─── ФРАГМЕНТ ТЕКСТА ───

Можно ли, спрашивал себя Гейзенберг, развить теорию, основанную только на данных об атоме, которые подлежат прямому измерению, например, на частотах и амплитудах излучения, испускаемого атомом?
Резерфорд противился Боровской модели атома, потому что Бор не предложил никакого механизма, как электрон переходит с одного энергетического уровня в атоме на другой; Гейзенберг разобрался с этим замечанием, не измыслив такой механизм, а объявив, что механизма нет, нет никакого пути, когда речь заходит об электронах, или во всяком случае сам вопрос – за пределами физики, потому что физики меряют поглощенный или испущенный свет в таких процессах, но не могут сами эти процессы наблюдать. К возвращению в Гёттинген весной 1925 года лектором в институте Борна Гейзенберг обрел мечту, цель – разработать новый подход к физике, основанный исключительно на измеряемых данных.
Создать радикально новую науку, которая откажется от интуитивного описания действительности, данного Ньютоном, и отречется от его базовых понятий вроде положения в пространстве и скорости, кои мы все можем себе представить и понять, – устремление бесшабашное для кого угодно, не говоря уже о двадцатитрехлетнем Гейзенберге. Но, как Александр Великий, изменивший политическую карту мира в свои двадцать два, молодой Гейзенберг возглавит поход, который перелицевал научную карту мира.

───

▶ **ЗАДАНИЯ**
[a] Перескажите в виде краткого списка абзац фрагмента о Гейзенберге, начинающийся словами «Резерфорд противился Боровской модели атома», сохранив его основные факты.
[b] Продолжите фрагмент о Гейзенберге, начав сразу после его последнего предложения.
Строки в следующем разделе никак не связаны с фрагментом о Гейзенберге.

─── ИСХОДНЫЕ ДАННЫЕ ───

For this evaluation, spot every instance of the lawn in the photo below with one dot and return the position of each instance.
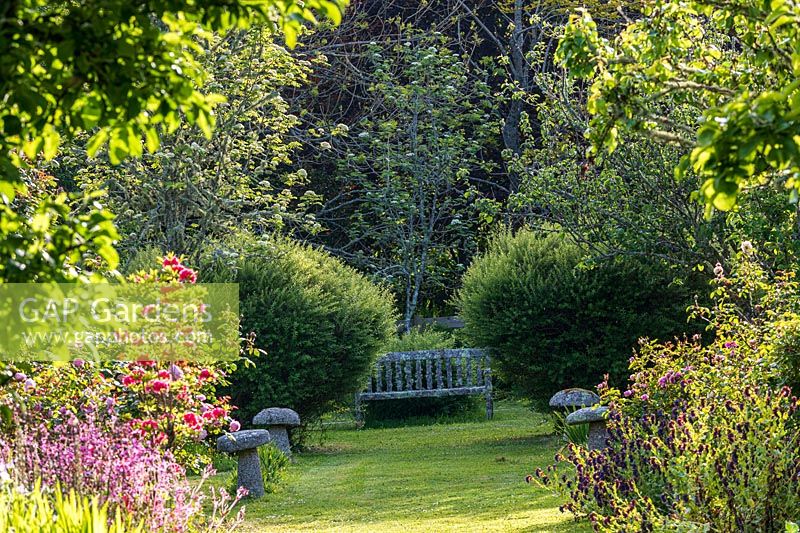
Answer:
(442, 477)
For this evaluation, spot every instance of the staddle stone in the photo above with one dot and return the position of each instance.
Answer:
(279, 419)
(574, 397)
(596, 418)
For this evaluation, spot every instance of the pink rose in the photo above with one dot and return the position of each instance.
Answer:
(193, 420)
(159, 386)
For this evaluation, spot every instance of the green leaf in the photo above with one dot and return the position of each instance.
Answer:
(96, 142)
(51, 142)
(152, 140)
(11, 125)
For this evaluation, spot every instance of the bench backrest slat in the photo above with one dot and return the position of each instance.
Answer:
(403, 375)
(428, 374)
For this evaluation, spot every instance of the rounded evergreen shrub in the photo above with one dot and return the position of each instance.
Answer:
(320, 322)
(552, 324)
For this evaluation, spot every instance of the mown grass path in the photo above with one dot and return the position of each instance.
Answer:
(447, 477)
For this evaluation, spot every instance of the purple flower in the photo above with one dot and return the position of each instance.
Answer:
(175, 372)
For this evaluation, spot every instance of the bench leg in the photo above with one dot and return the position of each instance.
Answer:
(359, 412)
(489, 402)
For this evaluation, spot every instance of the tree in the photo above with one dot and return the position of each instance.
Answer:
(124, 70)
(411, 208)
(192, 189)
(717, 79)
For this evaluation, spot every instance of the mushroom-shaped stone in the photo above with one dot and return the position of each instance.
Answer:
(573, 398)
(245, 443)
(279, 420)
(596, 418)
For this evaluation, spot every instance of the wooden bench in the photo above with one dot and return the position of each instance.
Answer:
(429, 374)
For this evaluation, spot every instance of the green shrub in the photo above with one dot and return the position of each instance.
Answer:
(320, 322)
(274, 464)
(421, 410)
(420, 339)
(704, 437)
(552, 324)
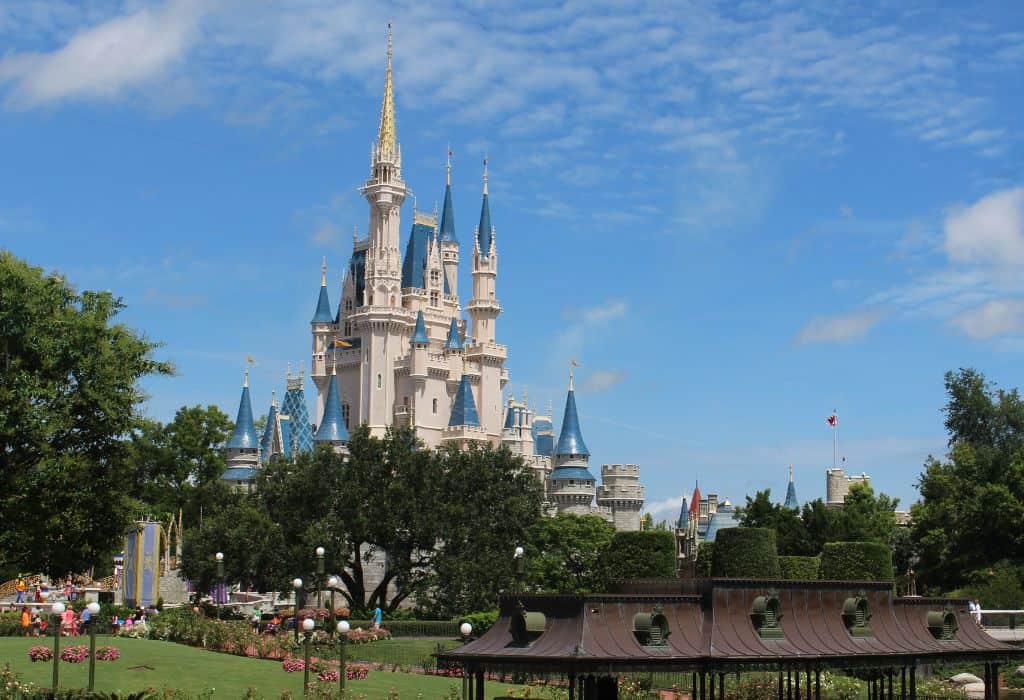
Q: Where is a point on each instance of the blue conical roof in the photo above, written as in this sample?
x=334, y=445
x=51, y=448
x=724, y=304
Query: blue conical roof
x=446, y=229
x=332, y=428
x=323, y=313
x=791, y=496
x=244, y=436
x=454, y=341
x=570, y=440
x=483, y=231
x=464, y=407
x=266, y=442
x=420, y=332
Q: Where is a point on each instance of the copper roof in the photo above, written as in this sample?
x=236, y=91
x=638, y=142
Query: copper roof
x=710, y=623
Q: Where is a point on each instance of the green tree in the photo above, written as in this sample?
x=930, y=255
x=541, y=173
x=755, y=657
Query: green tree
x=972, y=502
x=562, y=553
x=69, y=400
x=638, y=555
x=178, y=458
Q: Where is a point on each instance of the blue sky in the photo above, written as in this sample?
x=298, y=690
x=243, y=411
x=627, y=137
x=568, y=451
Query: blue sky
x=736, y=216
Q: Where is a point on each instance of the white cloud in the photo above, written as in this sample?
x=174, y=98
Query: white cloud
x=840, y=329
x=995, y=317
x=989, y=231
x=105, y=59
x=602, y=380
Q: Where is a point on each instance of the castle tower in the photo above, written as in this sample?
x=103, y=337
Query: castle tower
x=791, y=493
x=332, y=430
x=570, y=486
x=449, y=242
x=243, y=449
x=483, y=308
x=323, y=326
x=296, y=431
x=621, y=491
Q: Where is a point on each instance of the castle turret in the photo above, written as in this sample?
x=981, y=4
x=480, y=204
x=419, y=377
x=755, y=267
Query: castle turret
x=243, y=449
x=570, y=485
x=622, y=493
x=332, y=430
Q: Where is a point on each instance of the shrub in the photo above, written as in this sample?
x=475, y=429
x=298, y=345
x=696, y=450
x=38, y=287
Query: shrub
x=646, y=554
x=706, y=552
x=745, y=553
x=40, y=653
x=799, y=568
x=856, y=562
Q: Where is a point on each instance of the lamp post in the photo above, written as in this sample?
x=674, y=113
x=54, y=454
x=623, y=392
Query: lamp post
x=307, y=628
x=320, y=574
x=466, y=629
x=333, y=584
x=519, y=568
x=297, y=585
x=220, y=578
x=57, y=610
x=93, y=620
x=343, y=628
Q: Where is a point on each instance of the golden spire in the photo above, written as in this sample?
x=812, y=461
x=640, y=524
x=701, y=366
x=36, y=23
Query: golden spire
x=387, y=138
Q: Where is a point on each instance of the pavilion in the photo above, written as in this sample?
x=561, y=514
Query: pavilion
x=711, y=627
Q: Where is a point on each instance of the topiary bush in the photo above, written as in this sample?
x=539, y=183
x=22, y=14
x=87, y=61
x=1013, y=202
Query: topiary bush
x=799, y=568
x=706, y=552
x=745, y=553
x=856, y=562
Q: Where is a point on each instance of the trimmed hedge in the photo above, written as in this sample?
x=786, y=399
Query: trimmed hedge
x=799, y=568
x=646, y=554
x=745, y=553
x=856, y=562
x=706, y=552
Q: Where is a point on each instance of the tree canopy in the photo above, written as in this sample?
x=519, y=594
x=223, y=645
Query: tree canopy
x=69, y=399
x=972, y=502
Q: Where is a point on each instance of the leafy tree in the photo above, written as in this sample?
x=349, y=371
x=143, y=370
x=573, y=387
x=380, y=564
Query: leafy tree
x=562, y=553
x=638, y=555
x=69, y=399
x=972, y=502
x=178, y=458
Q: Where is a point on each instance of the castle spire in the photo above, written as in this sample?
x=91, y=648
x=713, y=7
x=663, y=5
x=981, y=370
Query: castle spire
x=387, y=136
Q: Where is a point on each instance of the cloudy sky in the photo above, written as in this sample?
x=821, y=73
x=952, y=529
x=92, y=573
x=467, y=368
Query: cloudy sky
x=736, y=216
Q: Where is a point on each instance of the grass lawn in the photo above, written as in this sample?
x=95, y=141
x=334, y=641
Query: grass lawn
x=145, y=663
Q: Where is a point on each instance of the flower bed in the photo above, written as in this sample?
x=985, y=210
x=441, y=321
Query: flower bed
x=108, y=654
x=76, y=654
x=40, y=653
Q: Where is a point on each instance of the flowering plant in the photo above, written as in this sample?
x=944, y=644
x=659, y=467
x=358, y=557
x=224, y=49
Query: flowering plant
x=40, y=653
x=108, y=654
x=76, y=654
x=293, y=665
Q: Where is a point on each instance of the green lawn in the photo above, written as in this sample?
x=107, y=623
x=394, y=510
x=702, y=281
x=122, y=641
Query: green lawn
x=145, y=663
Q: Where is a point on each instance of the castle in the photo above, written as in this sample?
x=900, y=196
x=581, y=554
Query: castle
x=397, y=352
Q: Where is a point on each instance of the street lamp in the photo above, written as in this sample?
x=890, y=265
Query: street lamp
x=343, y=628
x=57, y=609
x=466, y=629
x=220, y=578
x=297, y=584
x=519, y=567
x=93, y=621
x=307, y=628
x=320, y=573
x=333, y=584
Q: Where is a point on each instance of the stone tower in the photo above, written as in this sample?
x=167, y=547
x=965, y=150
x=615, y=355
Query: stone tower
x=622, y=493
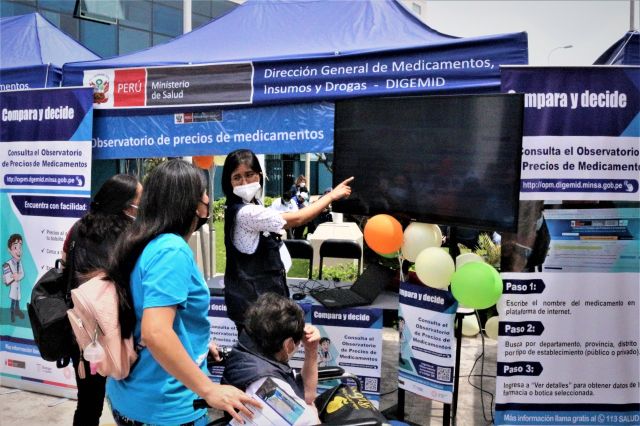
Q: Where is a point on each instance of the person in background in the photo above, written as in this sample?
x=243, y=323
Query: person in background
x=252, y=233
x=324, y=216
x=274, y=328
x=164, y=303
x=285, y=204
x=300, y=195
x=111, y=212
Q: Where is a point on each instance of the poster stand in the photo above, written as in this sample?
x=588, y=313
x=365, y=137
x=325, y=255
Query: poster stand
x=396, y=412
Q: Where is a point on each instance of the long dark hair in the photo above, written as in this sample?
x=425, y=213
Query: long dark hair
x=233, y=160
x=271, y=320
x=106, y=218
x=168, y=206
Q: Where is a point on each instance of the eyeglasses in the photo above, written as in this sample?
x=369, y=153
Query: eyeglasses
x=247, y=176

───

▶ **ОТВЕТЫ ПО ЗАДАНИЯМ**
[a]
- Резерфорд возражал против модели атома Бора, поскольку Бор не предложил механизма перехода электрона с одного энергетического уровня на другой.
- Гейзенберг ответил на это возражение, объявив, что такого механизма нет или что сам вопрос лежит за пределами физики: физики измеряют поглощенный или испущенный свет, но не могут наблюдать сами процессы.
- Весной 1925 года Гейзенберг вернулся в Гёттинген лектором в институт Борна с целью разработать новый подход к физике, основанный исключительно на измеряемых данных.

[b]
Теория, созданная Гейзенбергом по вдохновению, займет место Ньютоновых законов движения как фундаментальная теория природы. Макс Борн назовет ее «квантовой механикой»[384], чтобы отличать от законов Ньютона, которые часто называют ньютоновской, или классической, механикой. Но теории физики обретают вес благодаря своей предсказательной силе и точности, а не по общему согласию или вкусам, и потому интересно, как теория, основанная на такой причудливой мысли, как Гейзенбергова, смогла «заместить» столь основательную теорию, достигшую стольких успехов, как Ньютонова.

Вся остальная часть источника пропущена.